(ИСХОДНЫЙ ОТРЫВОК)
В штабе вместе с М. А. Шалиным, М. Т. Никитиным и начальником разведотдела полковником А. М. Соболевым "проигрываем" по карте возможные действия противника.
— Армия выйдет на этот рубеж. Что будут делать "ваши" войска? — спрашиваю я Соболева, склонившегося над картой.
С первых же дней работы сложилось так, что начальник разведотдела выступал в роли противника. В любую минуту он должен знать, что собираются делать "его войска", и дать точную справку о районе их сосредоточения.
— Я могу перебросить "свои" войска вот отсюда. — Соболев обводит острием карандаша синий круг, обозначающий район сосредоточения войск противника. Правда, для этого мне потребуется трое-четверо суток. Но за этот срок вы сумеете выдвинуться к Казатину.
— Где вы нанесете удар по нашим флангам?
— Вот здесь. — Карандаш Соболева упирается в острие клина, направленного в сторону противника.

(ЗАДАНИЕ 1)
Назовите всех людей, которые упомянуты в отрывке по фамилии.
(ЗАДАНИЕ 2)
Соответствуют ли отрывку утверждения (а), (б) и (в)? На каждое ответьте «да» или «нет» и приведите решающие слова из отрывка.
(а) Соболев был начальником разведотдела.
(б) Для переброски войск Соболеву потребуется неделя.
(в) Район сосредоточения войск противника обозначен на карте красным кругом.
(ЗАДАНИЕ 3)
Куда, по словам Соболева в отрывке, армия успеет выдвинуться за время переброски «его» войск?

(ДАННЫЕ)
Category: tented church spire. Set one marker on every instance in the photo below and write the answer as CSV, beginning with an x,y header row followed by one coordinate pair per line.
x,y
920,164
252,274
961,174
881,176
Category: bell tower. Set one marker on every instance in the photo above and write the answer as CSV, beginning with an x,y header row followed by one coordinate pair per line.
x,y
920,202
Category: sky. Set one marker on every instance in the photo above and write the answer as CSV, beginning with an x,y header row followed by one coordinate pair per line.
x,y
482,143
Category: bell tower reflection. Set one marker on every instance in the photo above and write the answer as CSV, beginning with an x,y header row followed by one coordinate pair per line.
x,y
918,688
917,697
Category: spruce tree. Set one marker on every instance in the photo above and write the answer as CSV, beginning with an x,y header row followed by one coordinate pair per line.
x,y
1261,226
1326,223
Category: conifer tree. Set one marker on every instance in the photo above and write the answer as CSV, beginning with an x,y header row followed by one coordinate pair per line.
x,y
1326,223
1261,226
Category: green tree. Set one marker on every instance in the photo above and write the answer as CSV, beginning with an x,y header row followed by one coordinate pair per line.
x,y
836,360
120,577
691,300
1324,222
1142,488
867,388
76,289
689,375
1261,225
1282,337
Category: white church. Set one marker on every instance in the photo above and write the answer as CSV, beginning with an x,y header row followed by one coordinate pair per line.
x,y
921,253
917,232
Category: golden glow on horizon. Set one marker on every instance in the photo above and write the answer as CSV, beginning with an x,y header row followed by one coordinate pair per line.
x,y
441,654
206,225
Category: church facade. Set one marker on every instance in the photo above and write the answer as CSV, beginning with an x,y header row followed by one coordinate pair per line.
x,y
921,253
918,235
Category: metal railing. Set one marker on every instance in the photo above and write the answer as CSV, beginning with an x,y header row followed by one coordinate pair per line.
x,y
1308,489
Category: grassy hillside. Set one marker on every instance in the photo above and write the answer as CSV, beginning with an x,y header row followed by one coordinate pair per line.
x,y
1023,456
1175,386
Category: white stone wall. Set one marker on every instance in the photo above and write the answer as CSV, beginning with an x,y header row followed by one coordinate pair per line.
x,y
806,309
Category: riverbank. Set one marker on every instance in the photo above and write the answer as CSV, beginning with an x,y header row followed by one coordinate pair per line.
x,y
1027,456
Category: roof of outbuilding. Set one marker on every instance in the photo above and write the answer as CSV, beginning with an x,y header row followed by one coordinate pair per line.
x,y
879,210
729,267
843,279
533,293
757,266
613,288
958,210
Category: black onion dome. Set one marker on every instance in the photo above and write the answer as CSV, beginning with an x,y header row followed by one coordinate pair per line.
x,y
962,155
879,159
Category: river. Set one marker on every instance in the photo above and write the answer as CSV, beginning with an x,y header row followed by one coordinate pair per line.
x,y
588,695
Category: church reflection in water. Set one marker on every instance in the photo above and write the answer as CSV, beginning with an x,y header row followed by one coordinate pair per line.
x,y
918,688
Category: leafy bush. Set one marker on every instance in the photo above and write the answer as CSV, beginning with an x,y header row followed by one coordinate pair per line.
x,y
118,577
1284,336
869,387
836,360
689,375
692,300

(ОТВЕТ 1)
М. А. Шалин, М. Т. Никитин, А. М. Соболев.

(ОТВЕТ 2)
(а) Да: «начальником разведотдела полковником А. М. Соболевым».
(б) Нет: «для этого мне потребуется трое-четверо суток».
(в) Нет: «синий круг, обозначающий район сосредоточения войск противника».

(ОТВЕТ 3)
К Казатину.